◆ **抜粋文**
━━━━━━━━━━━━━━━━━━━━━━━━━━━━━━

蕭白ショック!! 曾我蕭白と京の画家たち

すっかりアップが遅くなってしましました。もうかれこれ2週間前ですが、千葉市美術館で開催中の『蕭白ショック!! 曽我蕭白と京の画家たち』(前期展示)に行ってきました。

蕭白の傑作の数々がこぞって来日している東京国立博物館の『ボストン美術館 日本美術の至宝』展、そしてこの蕭白展。蕭白単独の展覧会は2005年に京都国立博物館でありましたが、首都圏で開催されるのは1998年以来とのこと。本展が『ボストン美術館展』にぶつけてきた企画なのかどうか知りませんが、蕭白の全貌を知るにはこれ以上の機会はありません。これだけ多くの蕭白の作品を、同じ時期に同じ首都圏で観られるなんて、今後二度とないんじゃないでしょうか。そのぐらい凄いことが今起きています。

伊藤若冲や長沢芦雪らとともに“奇想の絵師”として紹介される曽我蕭白。その奇矯な画風やアクの強さばかりに目が行きがちですが、その水墨画技法は実に正統で、時に荒唐無稽ですらあるその作品が非常に卓越した技量とズバ抜けた描写能力に支えられたものであることがよく分かる展覧会です。

展覧会の構成は以下の通りです。
第一章 蕭白前史
第二章第一部 曾我蕭白-蕭白出現-
第二章第二部 曾我蕭白-蕭白高揚-
第二章第三部 曾我蕭白-蕭白円熟-
第三章 京の画家たち

まず第一章では、蕭白に先駆けて復古的かつ個性的な傾向を示した画家を紹介しています。蕭白は曽我派の画系にあるわけではなく、単にその継承者を自負し曽我姓を名乗っているだけで、実際には雪舟の流れを組む雲谷派に学んだともいわれています。ここでは蕭白が師事したとされる高田敬輔の作品や蕭白が影響を受けたという唐画などを展示。蕭白の特異な画風の背景を推察することができます。

曽我蕭白「柳下鬼女図屏風」
東京藝術大学蔵(※4/30まで展示)

つづく第二章は、3つのパートに分け、蕭白の作品を年代順に追っています。東京国立博物館で開催中の『ボストン美術館展』では、制作時期を確定できる蕭白の最古の作品「龐居士・霊昭女図屏風」が展示されていますが、「龐居士・霊昭女図屏風」と同じく、蕭白が伊勢を行脚したときに描かれた初期作品がいくつか展示されています。「柳下鬼女図屏風」は「龐居士・霊昭女図屏風」と同時期か少し前に描かれた作品とされ、鬼女のただならぬ形相と妖気が観る者に強烈なインパクトを与える初期の代表作です。

曽我蕭白「林和靖図屏風」(右隻)
三重県立美術館蔵(※4/30まで展示)

━━━━━━━━━━━━━━━━━━━━━━━━━━━━━━

◆ **行一覧**
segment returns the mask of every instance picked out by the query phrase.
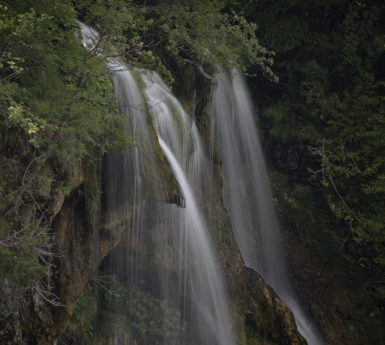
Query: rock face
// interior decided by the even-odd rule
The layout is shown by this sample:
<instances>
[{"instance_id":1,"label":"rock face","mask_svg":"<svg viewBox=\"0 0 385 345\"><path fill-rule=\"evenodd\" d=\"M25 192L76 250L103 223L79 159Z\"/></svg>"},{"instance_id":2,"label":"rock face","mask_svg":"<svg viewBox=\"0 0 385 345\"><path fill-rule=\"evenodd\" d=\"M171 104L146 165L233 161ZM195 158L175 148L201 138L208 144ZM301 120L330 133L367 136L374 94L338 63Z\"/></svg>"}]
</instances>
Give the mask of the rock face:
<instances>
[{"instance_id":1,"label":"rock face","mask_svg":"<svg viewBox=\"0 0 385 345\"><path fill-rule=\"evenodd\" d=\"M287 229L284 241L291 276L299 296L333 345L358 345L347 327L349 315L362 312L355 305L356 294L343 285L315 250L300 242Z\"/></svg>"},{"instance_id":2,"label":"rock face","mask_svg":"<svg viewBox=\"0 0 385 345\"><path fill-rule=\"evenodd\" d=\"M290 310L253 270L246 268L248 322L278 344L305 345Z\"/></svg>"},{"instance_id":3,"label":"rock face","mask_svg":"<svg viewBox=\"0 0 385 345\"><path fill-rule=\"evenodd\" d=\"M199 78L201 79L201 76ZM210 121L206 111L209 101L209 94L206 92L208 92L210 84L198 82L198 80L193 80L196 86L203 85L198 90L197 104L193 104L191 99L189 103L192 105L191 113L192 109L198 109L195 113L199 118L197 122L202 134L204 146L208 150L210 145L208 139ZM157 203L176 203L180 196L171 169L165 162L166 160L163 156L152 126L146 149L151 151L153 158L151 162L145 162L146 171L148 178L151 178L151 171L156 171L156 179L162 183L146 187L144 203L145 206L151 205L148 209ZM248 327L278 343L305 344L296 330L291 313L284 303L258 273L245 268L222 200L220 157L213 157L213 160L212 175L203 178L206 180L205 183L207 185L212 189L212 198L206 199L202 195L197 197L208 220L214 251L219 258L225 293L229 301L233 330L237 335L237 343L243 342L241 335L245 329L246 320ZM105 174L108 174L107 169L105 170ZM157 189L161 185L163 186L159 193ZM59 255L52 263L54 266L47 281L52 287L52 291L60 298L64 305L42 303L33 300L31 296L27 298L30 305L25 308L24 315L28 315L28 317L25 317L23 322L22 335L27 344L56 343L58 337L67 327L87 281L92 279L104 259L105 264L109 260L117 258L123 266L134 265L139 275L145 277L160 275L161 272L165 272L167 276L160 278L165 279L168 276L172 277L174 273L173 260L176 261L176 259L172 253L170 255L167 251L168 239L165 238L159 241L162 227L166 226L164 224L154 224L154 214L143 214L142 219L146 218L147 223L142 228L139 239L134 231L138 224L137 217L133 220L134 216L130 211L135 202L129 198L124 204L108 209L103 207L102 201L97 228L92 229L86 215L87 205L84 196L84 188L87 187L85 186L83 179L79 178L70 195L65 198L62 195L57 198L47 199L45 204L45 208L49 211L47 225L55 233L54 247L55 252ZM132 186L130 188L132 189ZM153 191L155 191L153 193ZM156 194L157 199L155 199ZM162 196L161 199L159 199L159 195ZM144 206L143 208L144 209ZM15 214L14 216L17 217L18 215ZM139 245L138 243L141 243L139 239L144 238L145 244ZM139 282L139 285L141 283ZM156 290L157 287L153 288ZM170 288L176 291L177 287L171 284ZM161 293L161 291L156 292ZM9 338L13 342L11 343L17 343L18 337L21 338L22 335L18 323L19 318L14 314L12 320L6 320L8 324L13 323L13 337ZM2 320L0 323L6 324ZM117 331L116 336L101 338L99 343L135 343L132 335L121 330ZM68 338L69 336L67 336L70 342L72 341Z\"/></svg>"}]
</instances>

━━━━━━━━━━━━━━━━━━━━━━━━━━━━━━

◆ **演習課題**
A: 抜粋文によると、首都圏で蕭白単独の展覧会が開かれるのは何年以来ですか。
B: 抜粋文に示された展覧会の構成について、章と部の見出しをすべて挙げてください。

◆ **課題別解答**
A: 1998年以来です。

B:
第一章 蕭白前史
第二章第一部 曾我蕭白-蕭白出現-
第二章第二部 曾我蕭白-蕭白高揚-
第二章第三部 曾我蕭白-蕭白円熟-
第三章 京の画家たち